Input

"""

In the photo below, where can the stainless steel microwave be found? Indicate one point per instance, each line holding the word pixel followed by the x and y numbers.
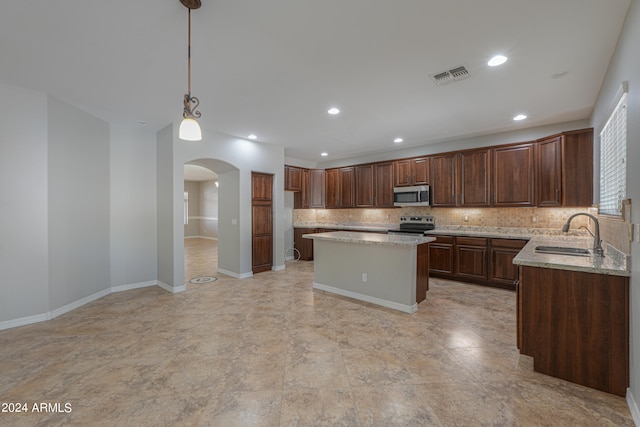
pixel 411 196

"""
"""

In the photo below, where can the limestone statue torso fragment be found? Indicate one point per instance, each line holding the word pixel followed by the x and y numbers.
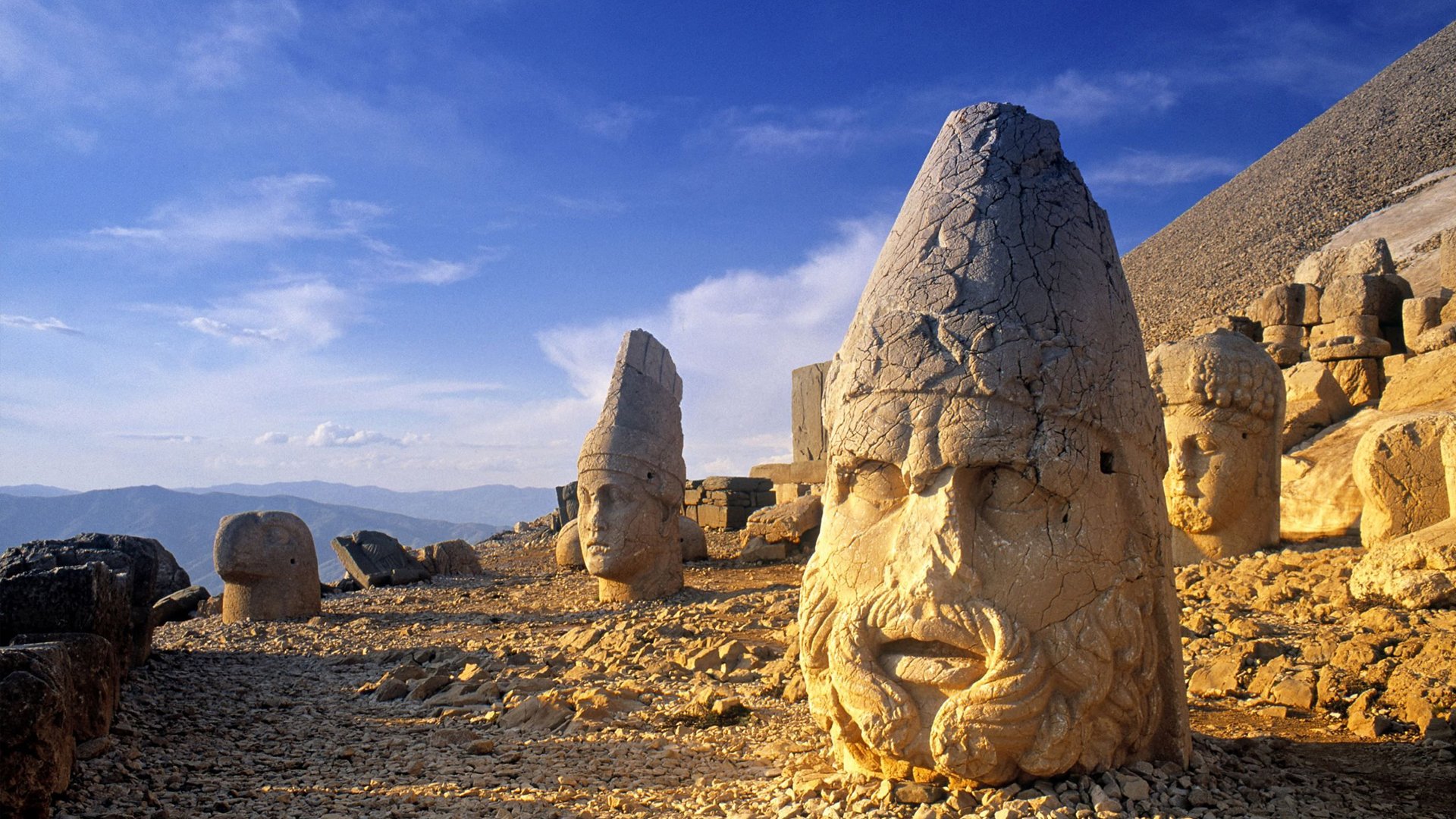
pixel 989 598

"""
"""

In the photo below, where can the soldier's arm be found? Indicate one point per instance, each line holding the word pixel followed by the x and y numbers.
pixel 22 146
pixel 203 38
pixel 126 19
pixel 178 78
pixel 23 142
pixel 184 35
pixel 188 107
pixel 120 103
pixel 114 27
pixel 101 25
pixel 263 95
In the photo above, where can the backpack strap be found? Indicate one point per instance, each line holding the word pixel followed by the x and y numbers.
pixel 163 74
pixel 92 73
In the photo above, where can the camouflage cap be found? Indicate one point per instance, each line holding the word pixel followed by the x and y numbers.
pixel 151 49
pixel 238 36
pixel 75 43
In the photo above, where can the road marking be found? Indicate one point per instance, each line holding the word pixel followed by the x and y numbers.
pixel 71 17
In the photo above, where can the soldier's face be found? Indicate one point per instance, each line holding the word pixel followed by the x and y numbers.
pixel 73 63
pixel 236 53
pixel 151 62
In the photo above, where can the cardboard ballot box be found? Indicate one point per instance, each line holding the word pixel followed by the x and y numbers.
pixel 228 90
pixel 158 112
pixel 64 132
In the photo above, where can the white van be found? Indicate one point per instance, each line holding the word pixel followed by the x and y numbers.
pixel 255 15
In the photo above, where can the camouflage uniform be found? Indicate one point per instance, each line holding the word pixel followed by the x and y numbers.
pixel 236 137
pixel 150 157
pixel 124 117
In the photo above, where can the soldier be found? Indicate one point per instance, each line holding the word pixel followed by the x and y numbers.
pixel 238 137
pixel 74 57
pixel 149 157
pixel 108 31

"""

Set exercise
Format the records starting at the line containing "In the photo above, where can the road" and ending at the line containing "pixel 255 15" as a JSON list of strings, one string per line, skipping any blank lines.

Solved problem
[
  "In the photo above, where can the road marking be found? Indicate one point per instance, each line holding the word pixel followed by the x and y numbers.",
  "pixel 71 17",
  "In the photo above, where can the soldier's face be found? Indicate one point per instance, each line holding the word pixel followed by the x and y numbers.",
  "pixel 73 63",
  "pixel 236 53",
  "pixel 151 62",
  "In the photo above, where can the cardboard ballot box be found? Indicate one point per instance, each line holding the word pixel followed by the x and y numbers.",
  "pixel 228 90",
  "pixel 158 112",
  "pixel 64 132",
  "In the photo above, where can the white van be found? Indicate one point per instance, each line holding the word pixel followed by the x and y numbers.",
  "pixel 255 15"
]